* [Passage]:
>>>

Dual Intent Session-Based Recommendation Integrating Multi-Layer Graphs and Classification Information

Session-based recommendation (SBR) has emerged as a critical approach in modern recommender systems, addressing the challenge of predicting user preferences based on short-term interaction sequences. Traditional recommendation systems often rely on long-term user profiles and historical data, which may not be available in many real-world scenarios. SBR systems overcome this limitation by focusing on the immediate context of user interactions within a session, making them particularly valuable for e-commerce platforms, media streaming services, and other applications where user behavior is transient and anonymous.

The evolution of SBR methodologies has progressed through several stages. Early approaches utilized Markov chains and item-based collaborative filtering techniques. While these methods showed promise in capturing immediate transitions between items, they struggled with modeling long-term preferences and complex item relationships. The introduction of recurrent neural networks (RNNs) marked a significant advancement, enabling the modeling of sequential patterns in user behavior. However, these approaches were limited by their inherent sequential processing nature and inability to capture complex, non-linear item relationships.

Recent years have witnessed the growing dominance of graph neural networks (GNNs) in SBR systems. GNN-based approaches have demonstrated superior performance by explicitly modeling the intricate transition relationships between items within sessions. These methods construct graph representations of user sessions, where items serve as nodes and transitions between them as edges. The graph structure allows for more effective capture of both local and global patterns in user behavior, leading to more accurate recommendations.

<<<

* [Dataset records]:
>>>

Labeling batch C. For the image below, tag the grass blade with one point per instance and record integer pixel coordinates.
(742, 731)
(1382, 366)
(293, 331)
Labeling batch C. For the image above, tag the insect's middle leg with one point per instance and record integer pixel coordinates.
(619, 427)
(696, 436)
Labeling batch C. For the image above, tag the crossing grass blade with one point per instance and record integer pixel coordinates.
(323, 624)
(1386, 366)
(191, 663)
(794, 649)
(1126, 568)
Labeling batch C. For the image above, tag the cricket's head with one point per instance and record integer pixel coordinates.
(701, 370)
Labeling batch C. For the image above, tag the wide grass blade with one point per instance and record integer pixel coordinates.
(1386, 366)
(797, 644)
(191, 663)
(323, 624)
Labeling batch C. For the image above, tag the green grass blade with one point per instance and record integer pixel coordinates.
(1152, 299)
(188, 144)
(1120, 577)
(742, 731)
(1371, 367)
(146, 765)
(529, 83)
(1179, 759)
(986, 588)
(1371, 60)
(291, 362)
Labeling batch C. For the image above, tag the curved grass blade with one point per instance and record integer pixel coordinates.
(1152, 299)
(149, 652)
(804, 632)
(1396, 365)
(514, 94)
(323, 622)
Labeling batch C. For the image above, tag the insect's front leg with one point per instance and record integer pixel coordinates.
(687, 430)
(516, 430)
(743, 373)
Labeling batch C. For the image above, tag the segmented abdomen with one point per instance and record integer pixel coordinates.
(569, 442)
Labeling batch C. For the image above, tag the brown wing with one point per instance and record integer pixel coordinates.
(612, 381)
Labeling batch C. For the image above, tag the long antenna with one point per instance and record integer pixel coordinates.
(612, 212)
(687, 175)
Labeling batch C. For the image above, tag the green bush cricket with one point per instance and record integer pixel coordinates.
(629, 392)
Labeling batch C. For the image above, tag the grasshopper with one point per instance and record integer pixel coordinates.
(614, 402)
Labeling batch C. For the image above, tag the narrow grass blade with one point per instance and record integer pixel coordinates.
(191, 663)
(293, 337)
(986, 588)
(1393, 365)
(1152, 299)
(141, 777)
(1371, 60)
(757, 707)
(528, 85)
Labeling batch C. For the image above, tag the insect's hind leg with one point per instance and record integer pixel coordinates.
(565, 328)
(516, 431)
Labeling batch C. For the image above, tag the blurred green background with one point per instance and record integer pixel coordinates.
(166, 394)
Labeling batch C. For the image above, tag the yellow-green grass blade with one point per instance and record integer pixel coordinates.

<<<

* [Task set]:
(a) In the passage on session-based recommendation, rewrite the part starting with "Dual Intent Session-Based" and going on through "transient and anonymous.", with "online marketplaces" in place of "e-commerce platforms".
(b) Answer these questions from the passage on session-based recommendation:
(i) Which two techniques did early session-based recommendation approaches use?
(ii) What kind of network made it possible to model sequential patterns in user behavior?
(iii) In the graph representations of user sessions, what serves as the nodes?
(c) Pick up the passage on session-based recommendation where it stops, and continue it.

* [Results of the tasks]:
(a)
Dual Intent Session-Based Recommendation Integrating Multi-Layer Graphs and Classification Information

Session-based recommendation (SBR) has emerged as a critical approach in modern recommender systems, addressing the challenge of predicting user preferences based on short-term interaction sequences. Traditional recommendation systems often rely on long-term user profiles and historical data, which may not be available in many real-world scenarios. SBR systems overcome this limitation by focusing on the immediate context of user interactions within a session, making them particularly valuable for online marketplaces, media streaming services, and other applications where user behavior is transient and anonymous.

(b)
(i) Markov chains and item-based collaborative filtering techniques.
(ii) Recurrent neural networks (RNNs).
(iii) Items.

(c)
Despite these advancements, current SBR systems still face several significant challenges. First, many existing approaches fail to fully exploit the rich information available across different levels of session data. Some methods focus exclusively on intra-session information, while others incorporate either session-level relationships or global item transitions, but rarely all three simultaneously. This partial utilization of available data limits the system’s ability to comprehensively understand user intent.

Second, the aggregation of information across sessions often introduces redundant or irrelevant data. When establishing connections between sessions through shared items, many approaches indiscriminately include all related sessions without considering the potential noise introduced by weakly related interactions. This can lead to information overload and make it more difficult to discern genuine user preferences from incidental patterns.

Third, the integration of auxiliary information, such as item categories or metadata, remains underdeveloped in many SBR systems. While some approaches incorporate such additional data, they often fail to effectively combine it with the core session features, resulting in suboptimal utilization of potentially valuable contextual information.

To address these limitations, we propose a novel Dual Intent Session-Based Recommendation model that Integrates Multi-layer Graphs and Classification information (SRIMC). Our approach fundamentally rethinks how session data is represented and processed, introducing several innovative components that work in concert to provide more accurate and robust recommendations.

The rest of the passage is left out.